==== PASSAGE SHOWN ====

Technical Article

Word-by-Word TTS Highlighting in Delphi PDFium Viewers

A read-aloud feature has one visible job beyond the voice: as each word is spoken, it must light up that word on the page and keep it in view. To do that you need the bounding box of every word, indexed to the same character stream the speech engine is reading from. Get the boxes but miss the indexing and the highlight drifts a word or two behind the audio; get the indexing but mishandle the page state and the highlight lands on the wrong page entirely. The cryptography-grade part of this, the synthesizer itself, is the part that rarely breaks. SAPI reports word boundaries to the character. What breaks is the thin mapping layer between a character offset in the speech buffer and a rectangle on the rendered page.

==== RECORDS ====

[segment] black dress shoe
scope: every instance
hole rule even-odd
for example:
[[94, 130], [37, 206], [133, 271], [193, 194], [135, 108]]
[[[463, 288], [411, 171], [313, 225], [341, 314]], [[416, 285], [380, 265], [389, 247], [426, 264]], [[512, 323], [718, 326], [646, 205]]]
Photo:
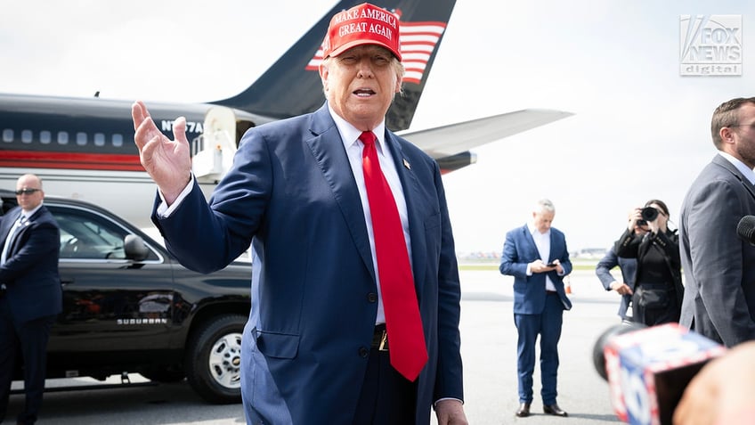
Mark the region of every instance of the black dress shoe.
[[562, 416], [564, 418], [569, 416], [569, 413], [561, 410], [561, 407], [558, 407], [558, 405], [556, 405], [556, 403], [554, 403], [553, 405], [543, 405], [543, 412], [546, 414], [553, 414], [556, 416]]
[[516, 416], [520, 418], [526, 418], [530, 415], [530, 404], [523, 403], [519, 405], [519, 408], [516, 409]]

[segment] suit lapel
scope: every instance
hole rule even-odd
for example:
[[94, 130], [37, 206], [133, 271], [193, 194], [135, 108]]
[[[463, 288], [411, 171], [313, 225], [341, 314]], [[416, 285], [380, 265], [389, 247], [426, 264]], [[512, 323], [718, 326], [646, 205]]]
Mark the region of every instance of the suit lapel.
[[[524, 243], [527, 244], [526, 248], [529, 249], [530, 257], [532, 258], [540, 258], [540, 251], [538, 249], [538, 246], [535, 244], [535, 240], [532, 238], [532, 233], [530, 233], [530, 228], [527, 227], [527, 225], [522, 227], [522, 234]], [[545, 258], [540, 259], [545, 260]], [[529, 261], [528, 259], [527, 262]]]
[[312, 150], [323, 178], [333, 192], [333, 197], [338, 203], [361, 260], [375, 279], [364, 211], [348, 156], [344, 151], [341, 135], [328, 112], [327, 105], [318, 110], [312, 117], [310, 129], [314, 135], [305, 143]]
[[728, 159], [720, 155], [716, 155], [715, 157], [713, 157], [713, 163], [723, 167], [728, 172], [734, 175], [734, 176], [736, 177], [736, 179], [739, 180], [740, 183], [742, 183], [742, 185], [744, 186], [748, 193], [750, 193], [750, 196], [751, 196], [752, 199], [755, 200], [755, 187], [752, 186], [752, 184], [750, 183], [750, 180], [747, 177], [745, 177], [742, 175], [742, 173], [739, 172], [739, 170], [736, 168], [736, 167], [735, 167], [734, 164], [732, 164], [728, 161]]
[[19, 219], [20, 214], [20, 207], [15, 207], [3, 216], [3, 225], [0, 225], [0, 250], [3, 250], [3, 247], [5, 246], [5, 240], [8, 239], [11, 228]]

====
==== RECORDS ====

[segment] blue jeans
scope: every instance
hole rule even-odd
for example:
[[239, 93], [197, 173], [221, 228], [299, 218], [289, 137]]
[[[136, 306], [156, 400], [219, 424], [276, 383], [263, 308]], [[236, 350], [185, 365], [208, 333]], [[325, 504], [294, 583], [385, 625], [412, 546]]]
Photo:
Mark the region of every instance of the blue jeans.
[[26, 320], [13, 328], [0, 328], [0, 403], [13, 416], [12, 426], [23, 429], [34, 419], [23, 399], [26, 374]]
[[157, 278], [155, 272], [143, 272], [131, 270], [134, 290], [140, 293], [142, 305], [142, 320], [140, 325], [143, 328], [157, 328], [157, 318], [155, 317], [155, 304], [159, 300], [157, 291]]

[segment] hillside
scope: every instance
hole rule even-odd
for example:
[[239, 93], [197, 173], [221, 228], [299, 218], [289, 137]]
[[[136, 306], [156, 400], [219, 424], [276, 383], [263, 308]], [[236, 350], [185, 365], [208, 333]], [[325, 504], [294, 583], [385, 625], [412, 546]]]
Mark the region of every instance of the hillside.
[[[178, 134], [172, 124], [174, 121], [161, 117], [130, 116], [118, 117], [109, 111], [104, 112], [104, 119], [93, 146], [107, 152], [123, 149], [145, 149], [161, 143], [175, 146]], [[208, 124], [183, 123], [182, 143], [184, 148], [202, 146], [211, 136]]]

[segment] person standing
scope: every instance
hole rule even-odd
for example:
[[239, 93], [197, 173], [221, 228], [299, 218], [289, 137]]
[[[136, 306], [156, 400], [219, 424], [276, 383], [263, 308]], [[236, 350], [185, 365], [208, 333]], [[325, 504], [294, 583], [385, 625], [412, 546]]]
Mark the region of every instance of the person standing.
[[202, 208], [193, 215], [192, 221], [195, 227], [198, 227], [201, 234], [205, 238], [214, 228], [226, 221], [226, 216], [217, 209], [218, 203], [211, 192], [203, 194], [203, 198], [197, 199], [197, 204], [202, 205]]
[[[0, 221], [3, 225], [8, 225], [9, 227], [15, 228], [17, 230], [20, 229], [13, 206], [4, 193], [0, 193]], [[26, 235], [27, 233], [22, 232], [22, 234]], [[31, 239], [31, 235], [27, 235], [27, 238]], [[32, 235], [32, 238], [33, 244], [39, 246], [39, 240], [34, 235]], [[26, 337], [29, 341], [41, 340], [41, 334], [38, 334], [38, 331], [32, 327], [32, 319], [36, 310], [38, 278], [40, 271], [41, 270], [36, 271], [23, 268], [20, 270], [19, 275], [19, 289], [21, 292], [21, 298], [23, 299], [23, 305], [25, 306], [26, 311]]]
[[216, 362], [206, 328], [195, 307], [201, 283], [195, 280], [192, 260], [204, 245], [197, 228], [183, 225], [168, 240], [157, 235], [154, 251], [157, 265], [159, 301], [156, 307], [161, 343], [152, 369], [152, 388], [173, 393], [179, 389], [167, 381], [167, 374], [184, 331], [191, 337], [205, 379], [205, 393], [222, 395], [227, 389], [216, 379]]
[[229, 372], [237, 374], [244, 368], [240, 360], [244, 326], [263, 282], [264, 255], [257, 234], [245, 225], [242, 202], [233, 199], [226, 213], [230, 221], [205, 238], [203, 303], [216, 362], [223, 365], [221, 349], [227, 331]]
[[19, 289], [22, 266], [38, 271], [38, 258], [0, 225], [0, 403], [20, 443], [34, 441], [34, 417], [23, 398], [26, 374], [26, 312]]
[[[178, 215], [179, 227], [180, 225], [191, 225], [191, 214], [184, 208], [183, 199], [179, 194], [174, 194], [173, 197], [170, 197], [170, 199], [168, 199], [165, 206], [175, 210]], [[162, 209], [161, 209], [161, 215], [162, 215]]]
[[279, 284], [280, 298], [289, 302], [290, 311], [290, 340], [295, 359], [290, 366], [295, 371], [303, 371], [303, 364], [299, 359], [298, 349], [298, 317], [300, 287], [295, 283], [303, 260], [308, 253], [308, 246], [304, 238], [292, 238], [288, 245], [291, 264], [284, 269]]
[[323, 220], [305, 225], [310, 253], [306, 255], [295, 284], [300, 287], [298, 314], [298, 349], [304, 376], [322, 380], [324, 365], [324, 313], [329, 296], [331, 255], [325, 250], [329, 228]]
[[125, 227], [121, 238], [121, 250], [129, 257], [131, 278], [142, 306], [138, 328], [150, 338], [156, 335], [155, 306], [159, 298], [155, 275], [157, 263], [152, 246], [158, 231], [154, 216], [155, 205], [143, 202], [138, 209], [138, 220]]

====
==== RECORDS ====

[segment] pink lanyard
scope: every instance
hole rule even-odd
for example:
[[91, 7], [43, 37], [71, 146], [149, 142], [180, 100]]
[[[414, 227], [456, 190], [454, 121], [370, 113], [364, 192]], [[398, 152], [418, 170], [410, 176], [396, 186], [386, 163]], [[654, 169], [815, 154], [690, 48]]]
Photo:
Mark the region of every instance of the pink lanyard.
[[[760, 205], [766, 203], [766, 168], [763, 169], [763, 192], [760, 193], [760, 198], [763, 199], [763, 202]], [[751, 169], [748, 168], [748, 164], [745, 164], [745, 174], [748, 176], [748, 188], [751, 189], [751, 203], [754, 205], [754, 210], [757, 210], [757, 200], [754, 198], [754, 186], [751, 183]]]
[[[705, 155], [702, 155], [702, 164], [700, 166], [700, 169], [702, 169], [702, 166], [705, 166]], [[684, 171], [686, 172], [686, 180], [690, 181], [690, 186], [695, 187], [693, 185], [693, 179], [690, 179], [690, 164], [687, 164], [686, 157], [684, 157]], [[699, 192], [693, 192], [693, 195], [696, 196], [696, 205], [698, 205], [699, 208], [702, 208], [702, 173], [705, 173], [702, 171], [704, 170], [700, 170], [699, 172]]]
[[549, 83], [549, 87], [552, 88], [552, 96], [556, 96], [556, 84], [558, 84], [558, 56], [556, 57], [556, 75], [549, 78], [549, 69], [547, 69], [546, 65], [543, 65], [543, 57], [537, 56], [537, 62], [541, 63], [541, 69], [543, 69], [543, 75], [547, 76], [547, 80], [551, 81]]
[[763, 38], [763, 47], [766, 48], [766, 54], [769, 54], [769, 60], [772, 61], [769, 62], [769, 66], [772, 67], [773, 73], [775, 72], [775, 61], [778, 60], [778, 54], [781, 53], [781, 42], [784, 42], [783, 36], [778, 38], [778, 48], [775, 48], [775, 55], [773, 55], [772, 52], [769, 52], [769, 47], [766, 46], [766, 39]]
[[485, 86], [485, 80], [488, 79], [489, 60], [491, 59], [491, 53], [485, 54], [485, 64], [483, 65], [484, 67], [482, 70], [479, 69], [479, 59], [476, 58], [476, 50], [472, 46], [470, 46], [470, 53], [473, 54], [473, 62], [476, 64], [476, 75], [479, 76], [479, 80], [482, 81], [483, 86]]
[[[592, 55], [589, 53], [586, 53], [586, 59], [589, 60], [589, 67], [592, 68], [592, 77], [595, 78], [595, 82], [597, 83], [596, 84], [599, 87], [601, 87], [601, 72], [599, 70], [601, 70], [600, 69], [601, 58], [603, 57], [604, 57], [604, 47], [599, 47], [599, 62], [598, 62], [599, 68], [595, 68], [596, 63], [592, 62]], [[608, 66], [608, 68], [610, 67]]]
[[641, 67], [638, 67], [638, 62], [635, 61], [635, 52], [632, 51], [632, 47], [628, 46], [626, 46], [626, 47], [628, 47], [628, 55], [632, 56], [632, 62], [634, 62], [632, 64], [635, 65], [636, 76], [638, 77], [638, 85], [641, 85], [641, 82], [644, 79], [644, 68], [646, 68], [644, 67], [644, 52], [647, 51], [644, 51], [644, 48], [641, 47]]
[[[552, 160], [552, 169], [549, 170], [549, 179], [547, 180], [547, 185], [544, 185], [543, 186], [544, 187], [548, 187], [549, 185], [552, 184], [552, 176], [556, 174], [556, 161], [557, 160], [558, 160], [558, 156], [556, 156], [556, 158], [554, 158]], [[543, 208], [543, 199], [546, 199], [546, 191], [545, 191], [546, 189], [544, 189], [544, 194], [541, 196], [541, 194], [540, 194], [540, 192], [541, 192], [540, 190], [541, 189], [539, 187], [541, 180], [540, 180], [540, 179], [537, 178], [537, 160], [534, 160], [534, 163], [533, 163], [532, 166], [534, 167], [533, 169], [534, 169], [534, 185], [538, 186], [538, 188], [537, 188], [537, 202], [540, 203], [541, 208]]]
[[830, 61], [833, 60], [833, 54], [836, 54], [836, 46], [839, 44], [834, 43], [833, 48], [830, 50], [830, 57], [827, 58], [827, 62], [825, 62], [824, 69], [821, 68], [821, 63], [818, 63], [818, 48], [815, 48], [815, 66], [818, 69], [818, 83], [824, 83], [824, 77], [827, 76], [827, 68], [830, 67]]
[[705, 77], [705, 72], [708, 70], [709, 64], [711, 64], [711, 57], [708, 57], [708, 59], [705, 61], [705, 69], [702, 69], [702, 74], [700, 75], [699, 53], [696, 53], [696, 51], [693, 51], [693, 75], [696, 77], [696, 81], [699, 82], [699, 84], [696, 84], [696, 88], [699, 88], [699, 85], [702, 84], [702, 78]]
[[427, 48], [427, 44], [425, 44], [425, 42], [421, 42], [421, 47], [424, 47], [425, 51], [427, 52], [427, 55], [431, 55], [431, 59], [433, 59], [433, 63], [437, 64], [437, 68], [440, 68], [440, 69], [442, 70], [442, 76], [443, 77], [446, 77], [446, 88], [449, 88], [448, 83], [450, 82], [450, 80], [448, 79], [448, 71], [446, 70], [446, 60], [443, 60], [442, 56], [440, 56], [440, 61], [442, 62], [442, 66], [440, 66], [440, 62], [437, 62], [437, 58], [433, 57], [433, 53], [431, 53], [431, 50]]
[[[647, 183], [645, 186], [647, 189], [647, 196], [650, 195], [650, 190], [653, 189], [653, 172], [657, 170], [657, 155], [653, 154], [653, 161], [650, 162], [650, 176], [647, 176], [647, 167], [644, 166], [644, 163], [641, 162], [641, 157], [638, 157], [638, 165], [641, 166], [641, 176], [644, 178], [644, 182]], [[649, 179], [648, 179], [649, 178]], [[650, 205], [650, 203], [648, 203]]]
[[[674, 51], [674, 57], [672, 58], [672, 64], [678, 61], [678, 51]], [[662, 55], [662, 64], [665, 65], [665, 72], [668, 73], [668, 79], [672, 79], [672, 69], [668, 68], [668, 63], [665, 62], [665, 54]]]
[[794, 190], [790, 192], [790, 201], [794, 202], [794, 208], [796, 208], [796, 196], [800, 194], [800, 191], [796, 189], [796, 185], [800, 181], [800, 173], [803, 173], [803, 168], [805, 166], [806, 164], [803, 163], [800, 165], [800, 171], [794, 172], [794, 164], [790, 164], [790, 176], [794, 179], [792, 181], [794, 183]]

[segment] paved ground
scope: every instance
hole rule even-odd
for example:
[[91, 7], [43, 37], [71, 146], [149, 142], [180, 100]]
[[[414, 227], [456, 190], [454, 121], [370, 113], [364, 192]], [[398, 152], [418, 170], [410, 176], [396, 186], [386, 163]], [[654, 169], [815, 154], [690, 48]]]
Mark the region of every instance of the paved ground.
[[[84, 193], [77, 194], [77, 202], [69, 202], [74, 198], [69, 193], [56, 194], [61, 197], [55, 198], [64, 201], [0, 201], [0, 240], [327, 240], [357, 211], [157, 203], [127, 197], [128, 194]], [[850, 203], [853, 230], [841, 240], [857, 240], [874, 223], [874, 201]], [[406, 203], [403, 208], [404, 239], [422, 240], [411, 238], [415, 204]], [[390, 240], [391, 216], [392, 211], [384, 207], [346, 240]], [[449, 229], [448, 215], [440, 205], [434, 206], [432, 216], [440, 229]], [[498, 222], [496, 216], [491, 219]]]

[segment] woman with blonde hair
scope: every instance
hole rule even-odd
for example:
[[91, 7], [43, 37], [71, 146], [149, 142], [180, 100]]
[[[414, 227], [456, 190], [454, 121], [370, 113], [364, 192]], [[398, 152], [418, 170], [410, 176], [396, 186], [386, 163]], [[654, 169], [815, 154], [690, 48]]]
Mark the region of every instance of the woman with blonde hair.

====

> [SET PROBLEM 1] In the article on TTS word highlighting, what does SAPI report to the character?
> [SET PROBLEM 2] List every software technology that the article on TTS word highlighting names, counting the title and any abbreviations.
> [SET PROBLEM 3] According to the article on TTS word highlighting, what causes the highlight to drift a word or two behind the audio?
You won't need the lines to complete this work.

> [FINAL RESULT 1] Word boundaries.

> [FINAL RESULT 2] TTS, Delphi, PDFium, and SAPI.

> [FINAL RESULT 3] The drift happens when the bounding box of every word is obtained but the boxes aren't indexed to the same character stream that the speech engine reads from.